**Prompt 1**
From the records, extract every line from the one containing "of the green" through the final line of the records, including both, and repeat those lines verbatim.

**Document text**
Now that Regork has entered the telecommunications industry, it has become even more important to retain existing customers due to the high costs of attracting new customers. As a result, it is important to examine which customers Regork is at risk of losing, and offer them incentives to retain them. By taking data from current and former customers, we can use different analytical techniques and various machine learning methods to come up with accurate models that will allow us to effectively target customers who are at a higher risk of leaving.
library(tidyverse) # contains necessary packages for data wrangling and visualization
library(tidymodels) # contains necessary packages for machine learning models
library(vip) # variable importance plots
library(tidyr)
library(dplyr)
library(ggplot2)
First, we read in the “Customer Status” dataset
customer <- read_csv("customer_retention.csv")

**Prompt 2**
Copy the customer retention text word for word, from "library(tidyverse) # contains" up to and including "library(tidyr)".

Excerpts from point annotation data:
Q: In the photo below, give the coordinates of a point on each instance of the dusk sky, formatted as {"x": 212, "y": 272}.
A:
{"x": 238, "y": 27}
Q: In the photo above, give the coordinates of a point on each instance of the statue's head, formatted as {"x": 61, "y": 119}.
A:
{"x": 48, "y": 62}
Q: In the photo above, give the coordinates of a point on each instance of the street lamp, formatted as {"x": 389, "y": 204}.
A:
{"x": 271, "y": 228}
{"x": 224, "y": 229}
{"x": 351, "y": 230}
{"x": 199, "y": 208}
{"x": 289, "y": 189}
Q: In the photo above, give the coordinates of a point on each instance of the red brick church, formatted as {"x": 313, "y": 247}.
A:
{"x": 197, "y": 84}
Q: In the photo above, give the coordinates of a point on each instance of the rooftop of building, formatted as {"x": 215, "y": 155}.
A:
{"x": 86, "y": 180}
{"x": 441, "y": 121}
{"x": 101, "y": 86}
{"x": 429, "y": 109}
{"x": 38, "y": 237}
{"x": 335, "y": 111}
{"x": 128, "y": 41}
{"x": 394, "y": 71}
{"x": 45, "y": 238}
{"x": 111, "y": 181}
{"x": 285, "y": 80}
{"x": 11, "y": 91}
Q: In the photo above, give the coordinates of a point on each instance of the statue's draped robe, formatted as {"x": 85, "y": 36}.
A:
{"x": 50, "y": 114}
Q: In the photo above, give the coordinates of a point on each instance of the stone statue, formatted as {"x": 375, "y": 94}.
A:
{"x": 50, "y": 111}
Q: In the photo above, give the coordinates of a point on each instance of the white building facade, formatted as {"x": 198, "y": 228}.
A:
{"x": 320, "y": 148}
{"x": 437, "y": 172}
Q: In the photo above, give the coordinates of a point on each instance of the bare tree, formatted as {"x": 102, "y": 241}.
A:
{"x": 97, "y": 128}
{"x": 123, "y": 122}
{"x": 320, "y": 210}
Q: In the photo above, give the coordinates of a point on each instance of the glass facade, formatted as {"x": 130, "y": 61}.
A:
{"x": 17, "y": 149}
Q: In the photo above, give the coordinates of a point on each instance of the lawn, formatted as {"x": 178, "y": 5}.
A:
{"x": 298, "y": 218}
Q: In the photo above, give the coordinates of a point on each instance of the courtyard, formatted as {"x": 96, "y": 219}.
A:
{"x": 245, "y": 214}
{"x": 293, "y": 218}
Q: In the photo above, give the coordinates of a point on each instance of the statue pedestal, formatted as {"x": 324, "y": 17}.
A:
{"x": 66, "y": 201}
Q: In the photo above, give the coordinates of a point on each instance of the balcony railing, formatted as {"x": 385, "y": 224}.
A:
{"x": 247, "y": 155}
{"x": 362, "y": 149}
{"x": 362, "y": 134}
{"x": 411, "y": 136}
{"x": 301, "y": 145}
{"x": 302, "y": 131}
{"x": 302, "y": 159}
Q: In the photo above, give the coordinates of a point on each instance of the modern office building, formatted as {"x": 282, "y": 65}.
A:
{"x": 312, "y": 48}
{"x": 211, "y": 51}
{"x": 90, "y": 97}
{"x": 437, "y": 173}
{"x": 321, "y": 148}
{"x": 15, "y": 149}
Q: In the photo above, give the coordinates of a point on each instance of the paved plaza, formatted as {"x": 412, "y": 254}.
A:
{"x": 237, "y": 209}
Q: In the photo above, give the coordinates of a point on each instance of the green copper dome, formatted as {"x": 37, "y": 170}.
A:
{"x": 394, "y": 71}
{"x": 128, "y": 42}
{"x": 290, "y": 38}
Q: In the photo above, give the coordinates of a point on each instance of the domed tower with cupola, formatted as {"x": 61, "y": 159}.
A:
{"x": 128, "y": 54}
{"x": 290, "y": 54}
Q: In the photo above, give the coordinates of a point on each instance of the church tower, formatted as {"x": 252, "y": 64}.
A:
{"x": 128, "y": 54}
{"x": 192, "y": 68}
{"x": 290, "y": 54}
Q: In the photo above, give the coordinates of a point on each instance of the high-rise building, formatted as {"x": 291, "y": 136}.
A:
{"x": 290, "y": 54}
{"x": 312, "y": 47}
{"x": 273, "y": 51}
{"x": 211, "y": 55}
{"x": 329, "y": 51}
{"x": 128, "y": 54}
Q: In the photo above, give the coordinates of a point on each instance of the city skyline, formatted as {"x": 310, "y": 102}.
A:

**Correct output 1**
Q: In the photo above, give the coordinates of a point on each instance of the green copper dome, formatted as {"x": 37, "y": 170}.
A:
{"x": 394, "y": 71}
{"x": 128, "y": 42}
{"x": 290, "y": 38}
Q: In the photo above, give the coordinates of a point on each instance of the domed tower with cupola, formatted as {"x": 61, "y": 159}.
A:
{"x": 128, "y": 54}
{"x": 290, "y": 54}
Q: In the photo above, give the coordinates of a point on each instance of the church tower, formatted as {"x": 252, "y": 64}.
A:
{"x": 128, "y": 54}
{"x": 192, "y": 68}
{"x": 290, "y": 54}
Q: In the photo above, give the coordinates of a point on each instance of the high-rise building, formatted as {"x": 291, "y": 136}.
A:
{"x": 290, "y": 54}
{"x": 312, "y": 47}
{"x": 273, "y": 51}
{"x": 211, "y": 55}
{"x": 329, "y": 51}
{"x": 128, "y": 54}
Q: In the photo above, give the coordinates of a point on each instance of the city skyline, formatted as {"x": 310, "y": 102}.
A:

**Correct output 2**
library(tidyverse) # contains necessary packages for data wrangling and visualization
library(tidymodels) # contains necessary packages for machine learning models
library(vip) # variable importance plots
library(tidyr)